▸ **Passage fourni**:
Le cycle de l’humanité
adamique de Jean Phaure, Editions Dervy.
Cette introduction monumentale à l’étude de la cyclologie
traditionnelle et de la fin des temps, préfacée par Jacques d’Arès fut publiée
il y a quatre décennies.
Le temps cyclique est un temps traditionnel. Il se différencie en ce
sens au temps linéaire qui s’est imposé dans les modèles du temps
monochroniques des sociétés industrialisées. Jean Phaure (1928-2002) a réalisé,
nous dit Jacques d’Arès, « une ambitieuse synthèse de la tradition
primordiale considérée dans son « devenir », permettant ainsi une
remise en ordre métaphysique et traditionnelle de notions trop souvent
éparses. ». Il faut noter les guillemets qui cernent le mot
« devenir ». En effet la Tradition demeure, ni elle n’advient, ni
elle ne devient mais notre rapport à la Tradition, forme verticale du rapport
au savoir, est bien en mouvement. Jacques d’Arès insiste sur le fait que cette
synthèse n’aurait pu aboutir sans le sens poétique de Jean Phaure :
« Quand aux facultés de synthèse, bien que l’exemple ne puisse être érigé
au rang de loi, je considère que Jean Phaure les tient de son tempérament de
poète et d’artiste. L’intuition esthétique – cette Aisthésis célébrée par Paul Le Cour – est en effet indispensable
pour compléter et affiner les résultats de l’analyse rationnelle. ».

▸ **Extraits de lignes**:
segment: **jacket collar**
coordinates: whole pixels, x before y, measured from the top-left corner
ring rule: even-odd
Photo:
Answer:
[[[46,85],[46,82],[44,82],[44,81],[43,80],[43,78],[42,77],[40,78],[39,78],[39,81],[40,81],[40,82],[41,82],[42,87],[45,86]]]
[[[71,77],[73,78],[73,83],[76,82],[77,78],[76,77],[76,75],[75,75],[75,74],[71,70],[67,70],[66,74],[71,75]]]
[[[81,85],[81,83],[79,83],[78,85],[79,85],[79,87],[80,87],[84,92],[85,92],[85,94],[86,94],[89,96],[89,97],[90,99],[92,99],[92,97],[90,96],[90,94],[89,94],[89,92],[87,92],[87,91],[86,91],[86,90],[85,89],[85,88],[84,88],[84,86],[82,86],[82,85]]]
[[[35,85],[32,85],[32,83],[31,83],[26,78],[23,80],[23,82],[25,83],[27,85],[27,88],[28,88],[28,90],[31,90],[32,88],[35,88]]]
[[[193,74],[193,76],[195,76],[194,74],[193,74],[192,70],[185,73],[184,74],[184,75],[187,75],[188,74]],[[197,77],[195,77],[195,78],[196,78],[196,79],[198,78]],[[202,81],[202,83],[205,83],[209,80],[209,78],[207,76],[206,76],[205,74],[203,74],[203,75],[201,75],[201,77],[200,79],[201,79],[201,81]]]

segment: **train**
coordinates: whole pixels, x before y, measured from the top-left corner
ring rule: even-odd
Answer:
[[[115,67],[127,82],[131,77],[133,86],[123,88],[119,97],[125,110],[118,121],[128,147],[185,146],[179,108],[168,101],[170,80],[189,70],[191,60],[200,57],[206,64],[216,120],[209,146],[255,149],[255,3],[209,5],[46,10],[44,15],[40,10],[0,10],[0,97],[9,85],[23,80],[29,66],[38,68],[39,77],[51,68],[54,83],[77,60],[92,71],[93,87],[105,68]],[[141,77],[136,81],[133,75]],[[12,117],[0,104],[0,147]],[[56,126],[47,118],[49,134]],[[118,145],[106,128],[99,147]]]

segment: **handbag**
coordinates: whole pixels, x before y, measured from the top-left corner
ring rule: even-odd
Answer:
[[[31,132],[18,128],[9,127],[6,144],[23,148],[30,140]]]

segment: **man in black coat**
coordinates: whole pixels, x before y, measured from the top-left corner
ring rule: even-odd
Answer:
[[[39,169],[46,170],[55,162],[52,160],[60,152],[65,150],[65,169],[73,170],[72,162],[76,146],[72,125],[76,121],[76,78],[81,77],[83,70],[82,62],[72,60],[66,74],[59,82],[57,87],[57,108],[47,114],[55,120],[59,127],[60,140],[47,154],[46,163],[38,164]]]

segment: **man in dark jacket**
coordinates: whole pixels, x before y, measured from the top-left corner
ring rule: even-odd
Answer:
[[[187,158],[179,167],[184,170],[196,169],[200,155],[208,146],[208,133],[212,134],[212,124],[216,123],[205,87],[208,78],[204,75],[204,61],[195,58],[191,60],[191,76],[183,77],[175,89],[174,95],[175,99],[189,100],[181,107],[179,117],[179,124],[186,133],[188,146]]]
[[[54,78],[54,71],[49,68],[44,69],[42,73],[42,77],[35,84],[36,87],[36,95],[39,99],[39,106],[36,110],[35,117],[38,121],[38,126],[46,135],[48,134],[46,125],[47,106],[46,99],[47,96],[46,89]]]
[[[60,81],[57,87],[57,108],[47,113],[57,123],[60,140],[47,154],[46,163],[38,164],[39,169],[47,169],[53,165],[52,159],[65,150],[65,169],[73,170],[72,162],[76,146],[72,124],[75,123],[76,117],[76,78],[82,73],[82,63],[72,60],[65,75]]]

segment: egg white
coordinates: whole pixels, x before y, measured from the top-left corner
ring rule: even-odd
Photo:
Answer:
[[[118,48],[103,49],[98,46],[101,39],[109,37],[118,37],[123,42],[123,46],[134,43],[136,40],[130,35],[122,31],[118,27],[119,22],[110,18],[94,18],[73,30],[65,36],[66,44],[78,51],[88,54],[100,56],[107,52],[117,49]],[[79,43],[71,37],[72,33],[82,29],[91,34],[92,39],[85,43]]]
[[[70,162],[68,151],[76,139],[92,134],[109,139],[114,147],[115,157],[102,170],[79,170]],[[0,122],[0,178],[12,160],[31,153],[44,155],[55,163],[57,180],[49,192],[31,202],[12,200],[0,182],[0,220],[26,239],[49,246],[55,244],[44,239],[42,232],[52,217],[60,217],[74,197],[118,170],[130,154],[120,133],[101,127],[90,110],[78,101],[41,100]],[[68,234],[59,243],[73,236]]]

▸ **Consignes**:
1) Répondez brièvement aux questions suivantes à partir du passage sur l'ouvrage de Jean Phaure :
(a) Qui a préfacé ce livre ?
(b) Quelles sont les années de naissance et de décès de Jean Phaure ?
(c) Selon Jacques d'Arès, de quoi Jean Phaure tient-il ses facultés de synthèse ?
2) Prolongez la présentation du livre de Jean Phaure sur la cyclologie traditionnelle en reprenant après sa dernière phrase.
Les lignes reproduites ici sont issues d'une autre source que le passage.

▸ **Réponses**:
1)
(a) Jacques d'Arès.
(b) 1928 et 2002.
(c) De son tempérament de poète et d'artiste.

2)
Cet ouvrage « non conformiste » est articulé autour de
plusieurs axes que dégage Jacques d’Arès dans sa préface :
-L’ordonnancement du cosmos selon des lois
dont certaines échappent encore à la science mais pas à la tradition.
-Mythes, légendes et cosmogonies rendent
compte du mouvement de l’humanité vers et à travers l’Esprit en quatre phases.
-Microcosme et macrocosme connaissent une
organisation cyclique.
Le voyage initiatique à travers les cycles est pour Jean Phaure un
voyage de l’avoir à l’être, soit de la dualité à la non-dualité.
Le travail de synthèse de Jean Phaure, obéit lui-même à une
approche cyclologique. Il fut repris plusieurs fois afin de s’étoffer,
s’enrichir, se préciser jusqu’à sa version finale. Guénonien éclairé, Jean Phaure
fut aussi un proche de Paul Le Cour. Il emprunta le meilleur de René Guénon et
de Paul Le Cour, deux styles et deux pensées très opposés, pour réaliser sa
synthèse, rigueur et sens de l’enchantement. Il fut sans doute aussi influencé
par Raoul Auclair, malheureusement oublié et Simone Weil. Poète et
métaphysicien (il y a ici quelque chose du pléonasme), Jean Phaure a su se
dégager des enfermements et des condamnations de René Guénon, pour ne pas
rejeter la mystique. Son travail va aussi converger avec celui de Vlaicu Ionescu qu’il fera publier en France.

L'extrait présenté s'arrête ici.